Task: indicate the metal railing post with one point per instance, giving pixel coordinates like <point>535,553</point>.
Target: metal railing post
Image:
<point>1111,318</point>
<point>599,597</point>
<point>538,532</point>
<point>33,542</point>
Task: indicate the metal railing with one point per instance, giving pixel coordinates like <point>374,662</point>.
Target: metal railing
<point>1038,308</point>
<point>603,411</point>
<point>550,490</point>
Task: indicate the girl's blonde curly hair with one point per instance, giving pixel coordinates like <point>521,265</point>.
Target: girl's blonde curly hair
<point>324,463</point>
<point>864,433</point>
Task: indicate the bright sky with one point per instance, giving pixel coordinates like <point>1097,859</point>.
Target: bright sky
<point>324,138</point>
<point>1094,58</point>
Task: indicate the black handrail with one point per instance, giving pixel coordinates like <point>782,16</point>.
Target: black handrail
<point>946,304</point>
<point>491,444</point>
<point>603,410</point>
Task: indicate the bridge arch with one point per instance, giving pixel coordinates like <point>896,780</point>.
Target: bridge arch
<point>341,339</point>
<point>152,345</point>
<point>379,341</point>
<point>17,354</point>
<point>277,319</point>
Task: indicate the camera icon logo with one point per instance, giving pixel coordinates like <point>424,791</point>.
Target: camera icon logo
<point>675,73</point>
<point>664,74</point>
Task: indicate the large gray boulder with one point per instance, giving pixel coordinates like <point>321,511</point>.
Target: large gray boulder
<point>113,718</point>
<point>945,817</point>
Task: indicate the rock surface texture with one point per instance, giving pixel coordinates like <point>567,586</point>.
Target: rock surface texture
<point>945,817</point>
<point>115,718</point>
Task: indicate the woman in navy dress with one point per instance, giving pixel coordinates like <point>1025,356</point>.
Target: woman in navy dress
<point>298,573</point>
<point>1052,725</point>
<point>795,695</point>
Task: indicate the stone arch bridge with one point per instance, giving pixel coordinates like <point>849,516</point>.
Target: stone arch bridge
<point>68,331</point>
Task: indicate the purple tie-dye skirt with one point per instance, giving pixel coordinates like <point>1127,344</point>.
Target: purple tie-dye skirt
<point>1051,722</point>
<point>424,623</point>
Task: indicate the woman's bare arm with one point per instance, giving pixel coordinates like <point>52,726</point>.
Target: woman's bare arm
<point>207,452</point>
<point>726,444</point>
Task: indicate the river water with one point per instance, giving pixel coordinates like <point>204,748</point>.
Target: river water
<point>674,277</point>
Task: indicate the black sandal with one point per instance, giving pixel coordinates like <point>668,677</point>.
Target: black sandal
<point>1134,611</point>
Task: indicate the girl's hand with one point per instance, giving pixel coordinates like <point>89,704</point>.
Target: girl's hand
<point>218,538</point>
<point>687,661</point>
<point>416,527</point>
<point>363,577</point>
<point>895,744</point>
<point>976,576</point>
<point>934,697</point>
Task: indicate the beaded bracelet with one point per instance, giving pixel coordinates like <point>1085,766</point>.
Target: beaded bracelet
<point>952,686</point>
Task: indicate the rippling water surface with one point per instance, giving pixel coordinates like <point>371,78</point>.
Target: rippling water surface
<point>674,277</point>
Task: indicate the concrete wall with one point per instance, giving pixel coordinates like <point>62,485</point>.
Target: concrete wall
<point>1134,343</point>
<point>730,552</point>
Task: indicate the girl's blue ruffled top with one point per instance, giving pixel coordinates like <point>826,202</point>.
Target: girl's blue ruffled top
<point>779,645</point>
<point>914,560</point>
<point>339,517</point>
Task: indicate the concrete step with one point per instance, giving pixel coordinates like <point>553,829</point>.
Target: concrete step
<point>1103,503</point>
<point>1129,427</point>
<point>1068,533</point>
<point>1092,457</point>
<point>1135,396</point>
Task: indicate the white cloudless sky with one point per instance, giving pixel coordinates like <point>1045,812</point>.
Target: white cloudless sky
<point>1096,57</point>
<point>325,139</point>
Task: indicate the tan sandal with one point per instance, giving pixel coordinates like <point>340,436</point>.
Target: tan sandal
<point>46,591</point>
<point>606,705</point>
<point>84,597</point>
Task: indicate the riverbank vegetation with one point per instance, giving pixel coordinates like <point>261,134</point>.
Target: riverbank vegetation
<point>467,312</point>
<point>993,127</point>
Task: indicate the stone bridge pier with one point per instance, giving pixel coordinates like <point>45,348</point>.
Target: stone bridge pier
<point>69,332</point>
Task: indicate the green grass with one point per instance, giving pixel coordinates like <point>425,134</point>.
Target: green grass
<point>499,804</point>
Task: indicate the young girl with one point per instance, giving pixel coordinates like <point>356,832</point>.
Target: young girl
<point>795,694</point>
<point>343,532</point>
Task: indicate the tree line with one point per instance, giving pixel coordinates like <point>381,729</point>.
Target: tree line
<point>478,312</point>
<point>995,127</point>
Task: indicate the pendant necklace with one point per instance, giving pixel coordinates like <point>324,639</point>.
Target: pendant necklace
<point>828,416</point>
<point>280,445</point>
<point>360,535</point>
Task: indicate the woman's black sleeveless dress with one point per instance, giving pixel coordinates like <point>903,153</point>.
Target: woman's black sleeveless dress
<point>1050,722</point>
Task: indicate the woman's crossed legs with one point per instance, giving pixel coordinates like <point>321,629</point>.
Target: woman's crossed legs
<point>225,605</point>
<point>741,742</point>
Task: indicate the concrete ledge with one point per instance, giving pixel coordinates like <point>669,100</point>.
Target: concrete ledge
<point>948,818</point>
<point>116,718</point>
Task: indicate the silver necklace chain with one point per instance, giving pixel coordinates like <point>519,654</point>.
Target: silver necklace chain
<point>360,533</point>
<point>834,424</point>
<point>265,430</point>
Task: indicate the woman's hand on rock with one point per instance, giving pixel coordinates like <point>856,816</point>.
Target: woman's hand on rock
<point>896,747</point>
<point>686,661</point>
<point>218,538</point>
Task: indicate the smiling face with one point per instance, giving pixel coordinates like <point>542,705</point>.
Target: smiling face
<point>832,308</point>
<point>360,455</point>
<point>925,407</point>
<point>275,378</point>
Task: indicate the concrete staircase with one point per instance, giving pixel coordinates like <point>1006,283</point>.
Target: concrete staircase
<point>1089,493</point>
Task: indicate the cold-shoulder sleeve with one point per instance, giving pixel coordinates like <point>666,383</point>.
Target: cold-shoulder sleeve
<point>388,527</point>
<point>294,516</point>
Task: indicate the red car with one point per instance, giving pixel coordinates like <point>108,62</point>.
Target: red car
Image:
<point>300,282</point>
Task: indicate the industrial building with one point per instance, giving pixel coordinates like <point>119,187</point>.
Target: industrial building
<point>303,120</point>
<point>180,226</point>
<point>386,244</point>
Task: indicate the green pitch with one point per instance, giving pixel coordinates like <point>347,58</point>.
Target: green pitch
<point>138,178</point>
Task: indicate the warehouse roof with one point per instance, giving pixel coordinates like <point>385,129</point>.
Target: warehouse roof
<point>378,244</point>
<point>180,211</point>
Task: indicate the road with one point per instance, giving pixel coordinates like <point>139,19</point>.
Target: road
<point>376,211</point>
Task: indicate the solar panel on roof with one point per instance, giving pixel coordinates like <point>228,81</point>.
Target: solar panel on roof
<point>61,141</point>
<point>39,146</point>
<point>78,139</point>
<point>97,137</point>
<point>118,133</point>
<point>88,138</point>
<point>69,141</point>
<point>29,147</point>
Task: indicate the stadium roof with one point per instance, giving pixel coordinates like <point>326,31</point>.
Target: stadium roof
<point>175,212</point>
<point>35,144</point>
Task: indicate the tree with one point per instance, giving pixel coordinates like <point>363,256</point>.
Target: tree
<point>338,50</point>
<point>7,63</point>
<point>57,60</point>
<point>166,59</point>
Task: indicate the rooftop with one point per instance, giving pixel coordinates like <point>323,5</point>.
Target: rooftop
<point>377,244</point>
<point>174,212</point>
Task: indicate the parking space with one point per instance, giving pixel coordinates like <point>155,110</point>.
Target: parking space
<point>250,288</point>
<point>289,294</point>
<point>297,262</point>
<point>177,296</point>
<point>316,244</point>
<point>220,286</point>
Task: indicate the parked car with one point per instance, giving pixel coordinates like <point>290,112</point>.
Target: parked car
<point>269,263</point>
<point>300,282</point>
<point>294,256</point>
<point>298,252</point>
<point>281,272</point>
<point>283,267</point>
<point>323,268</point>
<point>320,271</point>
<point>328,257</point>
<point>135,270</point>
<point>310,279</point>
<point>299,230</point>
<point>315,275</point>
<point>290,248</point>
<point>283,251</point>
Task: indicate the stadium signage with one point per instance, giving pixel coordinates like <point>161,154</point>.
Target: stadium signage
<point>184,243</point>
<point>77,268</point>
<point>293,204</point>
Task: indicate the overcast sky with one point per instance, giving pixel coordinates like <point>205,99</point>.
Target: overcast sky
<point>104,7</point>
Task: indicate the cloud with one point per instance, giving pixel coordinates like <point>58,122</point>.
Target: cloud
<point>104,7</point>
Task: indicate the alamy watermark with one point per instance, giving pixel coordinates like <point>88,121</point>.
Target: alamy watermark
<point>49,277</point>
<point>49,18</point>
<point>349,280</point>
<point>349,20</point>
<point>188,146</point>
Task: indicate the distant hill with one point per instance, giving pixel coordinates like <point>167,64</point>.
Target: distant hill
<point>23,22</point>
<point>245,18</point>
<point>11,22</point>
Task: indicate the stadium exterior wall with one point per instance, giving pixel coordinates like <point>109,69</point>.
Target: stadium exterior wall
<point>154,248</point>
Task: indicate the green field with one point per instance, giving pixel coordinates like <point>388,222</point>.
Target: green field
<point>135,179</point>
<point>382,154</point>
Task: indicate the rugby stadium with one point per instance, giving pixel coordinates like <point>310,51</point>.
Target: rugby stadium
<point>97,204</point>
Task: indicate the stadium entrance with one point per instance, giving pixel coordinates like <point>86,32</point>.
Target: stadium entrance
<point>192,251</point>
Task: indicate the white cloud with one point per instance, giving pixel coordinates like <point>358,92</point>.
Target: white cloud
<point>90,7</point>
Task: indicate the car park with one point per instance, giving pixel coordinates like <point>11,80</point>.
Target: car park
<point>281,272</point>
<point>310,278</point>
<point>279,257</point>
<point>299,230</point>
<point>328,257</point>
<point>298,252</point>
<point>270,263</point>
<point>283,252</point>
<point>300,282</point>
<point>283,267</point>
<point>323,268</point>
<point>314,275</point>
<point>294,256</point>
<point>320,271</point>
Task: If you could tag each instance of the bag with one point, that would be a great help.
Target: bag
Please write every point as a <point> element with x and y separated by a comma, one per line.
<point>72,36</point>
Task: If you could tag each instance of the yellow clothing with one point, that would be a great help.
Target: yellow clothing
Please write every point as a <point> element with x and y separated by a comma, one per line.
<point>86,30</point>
########
▸ **Do this**
Copy the rows above word for word, from the very first line through the line containing "<point>277,319</point>", including both of those lines.

▸ **Final result**
Task: indicate the metal railing post with one point per instance, giving pixel coordinates like <point>535,553</point>.
Target: metal railing post
Image:
<point>1111,318</point>
<point>599,597</point>
<point>538,532</point>
<point>33,542</point>
Task: indicate the metal railing with one point per instance, giving pixel coordinates like <point>374,662</point>.
Target: metal railing
<point>1038,308</point>
<point>603,411</point>
<point>550,490</point>
Task: indicate the girl's blonde curly hair with one point per instance, giving pixel coordinates like <point>521,265</point>.
Target: girl's blonde curly hair
<point>324,463</point>
<point>864,433</point>
Task: indicate the bright sky with one point per instance, giving pixel coordinates like <point>1097,859</point>.
Target: bright sky
<point>324,138</point>
<point>1094,58</point>
Task: indicate the black handrail with one point per instance, giving pixel coordinates like <point>782,16</point>.
Target: black handrail
<point>946,304</point>
<point>491,444</point>
<point>603,410</point>
Task: indicate the bridge arch with one point per instance, giving pixel coordinates like <point>896,780</point>.
Target: bridge arch
<point>341,339</point>
<point>152,345</point>
<point>379,341</point>
<point>17,354</point>
<point>277,319</point>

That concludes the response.